*THE TASK*. Can you set down the entire parole board excerpt below, word for word?

Gallivan is vocal about what he wants from the board. He says it is inappropriate for commissioners to serve with an avowed decarceral mission. In 2018, he issued a press release calling a panel’s decision to grant parole to a 70-year-old man who served 45 years in prison for killing a police officer “indefensible and an affront to law-abiding citizens.”

But in recent years, public opinion on mass incarceration has shifted, and decades-long prison sentences have become a campaign issue that reform candidates are willing to run against. Confirmation hearings for parole board members have also presented an opportunity for reform-minded legislators and advocates to challenge the presumption of perpetual incarceration.

In 2019, parole reform advocates had enough allies on key legislative committees to scuttle the nomination of Richard Kratzenberg,  who had a long career in corrections and community supervision. During Kratzenberg’s confirmation hearing, he emphasized the significance of the original crime in deciding who should be granted parole. Kratzenberg’s nomination never made it out of the corrections committee, and Governor Cuomo later withdrew his name. Cuomo never nominated or renominated another parole commissioner.

“The governor’s office doesn’t want to be publicly humiliated by having one of their nominees not be reappointed,” said Michelle Lewin of the Parole Preparation Project, one of the groups that lobbied against Kratzenberg’s nomination. “They don’t want to deal with that process of having their commissioners be questioned by the legislature and have to be recertified for a position that many of us are questioning whether they’re qualified for to begin with.”

This year, advocates for reform are pushing to change the rules that govern the Board of Parole and guide commissioners, arguing that even reform-minded commissioners will struggle to make significant changes in the absence of structural changes. 

The Fair and Timely Parole Act would eliminate parts of the current statute, often cited in denial decisions, that emphasize the severity of the crime for which applicants were sentenced, and it would add language forcing commissioners to consider “evidence of rehabilitation and reform” in their decisions. The legislation faces long odds this session, though Brian Benjamin, now Hochul’s lieutenant governor, was a co-sponsor of the bill when he was still in the legislature last year, giving proponents some cause for optimism. The governor’s office did not respond to requests for comment.

Data records:
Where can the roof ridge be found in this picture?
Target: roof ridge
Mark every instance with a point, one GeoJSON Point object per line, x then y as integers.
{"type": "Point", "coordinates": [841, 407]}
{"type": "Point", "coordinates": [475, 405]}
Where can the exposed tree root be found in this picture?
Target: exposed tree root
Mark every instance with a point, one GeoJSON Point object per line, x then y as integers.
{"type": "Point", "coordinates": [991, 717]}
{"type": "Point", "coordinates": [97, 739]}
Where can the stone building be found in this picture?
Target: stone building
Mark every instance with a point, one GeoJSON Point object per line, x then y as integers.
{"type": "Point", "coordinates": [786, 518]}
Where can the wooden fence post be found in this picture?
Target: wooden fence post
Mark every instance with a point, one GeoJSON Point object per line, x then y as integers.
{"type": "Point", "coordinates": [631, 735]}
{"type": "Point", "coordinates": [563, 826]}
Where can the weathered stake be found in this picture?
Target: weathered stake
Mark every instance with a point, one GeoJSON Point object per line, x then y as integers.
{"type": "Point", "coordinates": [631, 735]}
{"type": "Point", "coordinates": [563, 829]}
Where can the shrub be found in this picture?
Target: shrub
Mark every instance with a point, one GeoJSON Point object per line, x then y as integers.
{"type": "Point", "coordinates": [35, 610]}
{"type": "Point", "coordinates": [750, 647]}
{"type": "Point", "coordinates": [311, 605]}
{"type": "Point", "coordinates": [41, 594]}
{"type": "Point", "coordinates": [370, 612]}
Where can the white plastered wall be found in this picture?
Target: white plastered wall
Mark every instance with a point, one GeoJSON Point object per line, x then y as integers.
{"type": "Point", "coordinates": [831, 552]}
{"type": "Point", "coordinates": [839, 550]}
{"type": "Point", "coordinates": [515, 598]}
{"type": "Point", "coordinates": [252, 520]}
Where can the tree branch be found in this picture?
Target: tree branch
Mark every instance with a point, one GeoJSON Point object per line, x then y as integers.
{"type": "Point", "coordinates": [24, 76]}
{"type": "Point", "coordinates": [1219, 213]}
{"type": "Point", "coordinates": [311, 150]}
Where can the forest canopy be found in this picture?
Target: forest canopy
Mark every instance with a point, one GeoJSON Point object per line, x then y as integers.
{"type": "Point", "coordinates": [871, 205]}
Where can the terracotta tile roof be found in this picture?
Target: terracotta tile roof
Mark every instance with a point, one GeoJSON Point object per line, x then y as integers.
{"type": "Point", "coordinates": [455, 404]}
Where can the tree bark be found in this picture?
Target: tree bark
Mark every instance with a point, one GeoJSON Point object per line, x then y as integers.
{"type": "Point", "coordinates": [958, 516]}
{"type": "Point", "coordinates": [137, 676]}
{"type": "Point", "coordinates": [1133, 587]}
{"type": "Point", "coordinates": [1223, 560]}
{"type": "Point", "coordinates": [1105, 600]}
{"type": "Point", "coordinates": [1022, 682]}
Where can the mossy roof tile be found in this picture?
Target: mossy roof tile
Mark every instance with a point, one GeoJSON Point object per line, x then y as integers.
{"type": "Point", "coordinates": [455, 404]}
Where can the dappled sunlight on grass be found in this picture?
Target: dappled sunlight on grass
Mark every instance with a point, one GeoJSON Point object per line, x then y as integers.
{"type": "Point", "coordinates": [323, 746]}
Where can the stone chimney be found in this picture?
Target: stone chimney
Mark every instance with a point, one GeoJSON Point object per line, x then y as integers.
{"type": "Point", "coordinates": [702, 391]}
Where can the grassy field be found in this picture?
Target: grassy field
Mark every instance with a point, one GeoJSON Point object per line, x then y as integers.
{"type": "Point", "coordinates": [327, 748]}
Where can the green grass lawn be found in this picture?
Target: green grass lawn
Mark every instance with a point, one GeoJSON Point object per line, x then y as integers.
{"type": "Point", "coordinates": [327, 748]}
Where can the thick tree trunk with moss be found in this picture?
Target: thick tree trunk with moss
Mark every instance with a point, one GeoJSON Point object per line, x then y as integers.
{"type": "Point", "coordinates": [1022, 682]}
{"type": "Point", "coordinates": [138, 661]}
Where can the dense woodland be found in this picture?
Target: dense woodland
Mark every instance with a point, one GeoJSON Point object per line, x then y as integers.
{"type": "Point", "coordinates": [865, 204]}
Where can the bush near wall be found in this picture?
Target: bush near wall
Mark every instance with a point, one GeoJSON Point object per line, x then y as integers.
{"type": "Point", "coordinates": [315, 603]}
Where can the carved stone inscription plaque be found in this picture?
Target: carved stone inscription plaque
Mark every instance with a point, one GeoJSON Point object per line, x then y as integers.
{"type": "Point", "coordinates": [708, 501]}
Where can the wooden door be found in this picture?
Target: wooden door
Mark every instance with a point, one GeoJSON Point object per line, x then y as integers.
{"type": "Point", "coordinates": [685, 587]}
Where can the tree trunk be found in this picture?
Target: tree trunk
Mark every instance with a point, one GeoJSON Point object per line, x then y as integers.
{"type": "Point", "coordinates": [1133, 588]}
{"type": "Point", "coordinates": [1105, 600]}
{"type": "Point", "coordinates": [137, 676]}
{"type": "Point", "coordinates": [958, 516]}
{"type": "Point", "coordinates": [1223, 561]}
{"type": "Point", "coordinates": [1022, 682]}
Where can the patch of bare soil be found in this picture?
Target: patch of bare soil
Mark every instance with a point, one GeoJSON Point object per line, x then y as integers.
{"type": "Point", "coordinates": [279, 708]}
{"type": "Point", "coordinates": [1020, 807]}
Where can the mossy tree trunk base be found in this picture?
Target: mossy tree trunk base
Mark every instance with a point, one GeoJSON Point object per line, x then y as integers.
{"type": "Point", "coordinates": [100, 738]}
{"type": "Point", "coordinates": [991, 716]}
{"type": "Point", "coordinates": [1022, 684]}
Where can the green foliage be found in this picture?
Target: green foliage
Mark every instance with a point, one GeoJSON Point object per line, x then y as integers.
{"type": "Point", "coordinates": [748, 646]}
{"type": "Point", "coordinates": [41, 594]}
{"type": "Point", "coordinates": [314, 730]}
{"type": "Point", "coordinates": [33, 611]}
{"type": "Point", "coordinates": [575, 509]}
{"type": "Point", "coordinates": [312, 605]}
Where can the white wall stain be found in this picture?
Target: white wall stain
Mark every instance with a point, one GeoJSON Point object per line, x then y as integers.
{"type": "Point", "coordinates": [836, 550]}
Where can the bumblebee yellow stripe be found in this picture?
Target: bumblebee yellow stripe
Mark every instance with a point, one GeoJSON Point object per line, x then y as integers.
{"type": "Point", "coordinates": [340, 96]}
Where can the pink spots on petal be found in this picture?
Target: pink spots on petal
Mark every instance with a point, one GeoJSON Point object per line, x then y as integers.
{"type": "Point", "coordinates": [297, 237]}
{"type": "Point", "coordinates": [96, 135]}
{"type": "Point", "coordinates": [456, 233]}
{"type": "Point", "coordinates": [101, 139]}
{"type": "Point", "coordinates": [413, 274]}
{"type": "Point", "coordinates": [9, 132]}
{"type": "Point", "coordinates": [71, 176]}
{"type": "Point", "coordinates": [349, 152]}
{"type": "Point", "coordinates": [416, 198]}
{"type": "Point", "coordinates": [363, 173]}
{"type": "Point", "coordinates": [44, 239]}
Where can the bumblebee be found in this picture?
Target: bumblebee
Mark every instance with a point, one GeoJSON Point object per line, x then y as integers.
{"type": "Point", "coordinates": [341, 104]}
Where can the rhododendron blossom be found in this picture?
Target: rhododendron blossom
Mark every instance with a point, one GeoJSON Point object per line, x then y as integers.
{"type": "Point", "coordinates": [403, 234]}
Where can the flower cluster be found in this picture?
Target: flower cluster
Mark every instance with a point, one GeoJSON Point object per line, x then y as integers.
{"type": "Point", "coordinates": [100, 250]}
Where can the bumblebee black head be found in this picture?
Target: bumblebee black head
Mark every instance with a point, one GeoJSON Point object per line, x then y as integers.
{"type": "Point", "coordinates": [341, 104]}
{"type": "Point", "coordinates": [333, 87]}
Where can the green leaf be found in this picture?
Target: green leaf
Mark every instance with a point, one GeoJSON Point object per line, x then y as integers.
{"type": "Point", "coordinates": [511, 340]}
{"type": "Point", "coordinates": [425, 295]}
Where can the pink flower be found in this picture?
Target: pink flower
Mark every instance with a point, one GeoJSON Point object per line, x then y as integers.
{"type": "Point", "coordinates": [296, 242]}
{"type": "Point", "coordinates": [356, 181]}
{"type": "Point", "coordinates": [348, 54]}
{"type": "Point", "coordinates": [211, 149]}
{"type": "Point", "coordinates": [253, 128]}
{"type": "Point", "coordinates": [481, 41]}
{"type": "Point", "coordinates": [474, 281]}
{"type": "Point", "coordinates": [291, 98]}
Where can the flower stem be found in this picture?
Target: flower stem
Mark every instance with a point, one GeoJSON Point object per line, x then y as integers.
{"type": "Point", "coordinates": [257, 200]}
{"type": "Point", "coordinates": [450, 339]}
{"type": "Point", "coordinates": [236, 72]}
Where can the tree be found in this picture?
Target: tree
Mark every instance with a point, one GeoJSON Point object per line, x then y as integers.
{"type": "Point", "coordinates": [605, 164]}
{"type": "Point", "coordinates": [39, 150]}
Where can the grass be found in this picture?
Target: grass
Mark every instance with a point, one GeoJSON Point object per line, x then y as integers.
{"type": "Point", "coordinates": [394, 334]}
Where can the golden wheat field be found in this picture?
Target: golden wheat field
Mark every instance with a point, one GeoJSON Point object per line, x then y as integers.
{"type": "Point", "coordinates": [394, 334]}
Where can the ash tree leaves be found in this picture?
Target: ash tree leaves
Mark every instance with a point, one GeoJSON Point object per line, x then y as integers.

*SOLUTION FOR THIS PROBLEM*.
Gallivan is vocal about what he wants from the board. He says it is inappropriate for commissioners to serve with an avowed decarceral mission. In 2018, he issued a press release calling a panel’s decision to grant parole to a 70-year-old man who served 45 years in prison for killing a police officer “indefensible and an affront to law-abiding citizens.”

But in recent years, public opinion on mass incarceration has shifted, and decades-long prison sentences have become a campaign issue that reform candidates are willing to run against. Confirmation hearings for parole board members have also presented an opportunity for reform-minded legislators and advocates to challenge the presumption of perpetual incarceration.

In 2019, parole reform advocates had enough allies on key legislative committees to scuttle the nomination of Richard Kratzenberg,  who had a long career in corrections and community supervision. During Kratzenberg’s confirmation hearing, he emphasized the significance of the original crime in deciding who should be granted parole. Kratzenberg’s nomination never made it out of the corrections committee, and Governor Cuomo later withdrew his name. Cuomo never nominated or renominated another parole commissioner.

“The governor’s office doesn’t want to be publicly humiliated by having one of their nominees not be reappointed,” said Michelle Lewin of the Parole Preparation Project, one of the groups that lobbied against Kratzenberg’s nomination. “They don’t want to deal with that process of having their commissioners be questioned by the legislature and have to be recertified for a position that many of us are questioning whether they’re qualified for to begin with.”

This year, advocates for reform are pushing to change the rules that govern the Board of Parole and guide commissioners, arguing that even reform-minded commissioners will struggle to make significant changes in the absence of structural changes. 

The Fair and Timely Parole Act would eliminate parts of the current statute, often cited in denial decisions, that emphasize the severity of the crime for which applicants were sentenced, and it would add language forcing commissioners to consider “evidence of rehabilitation and reform” in their decisions. The legislation faces long odds this session, though Brian Benjamin, now Hochul’s lieutenant governor, was a co-sponsor of the bill when he was still in the legislature last year, giving proponents some cause for optimism. The governor’s office did not respond to requests for comment.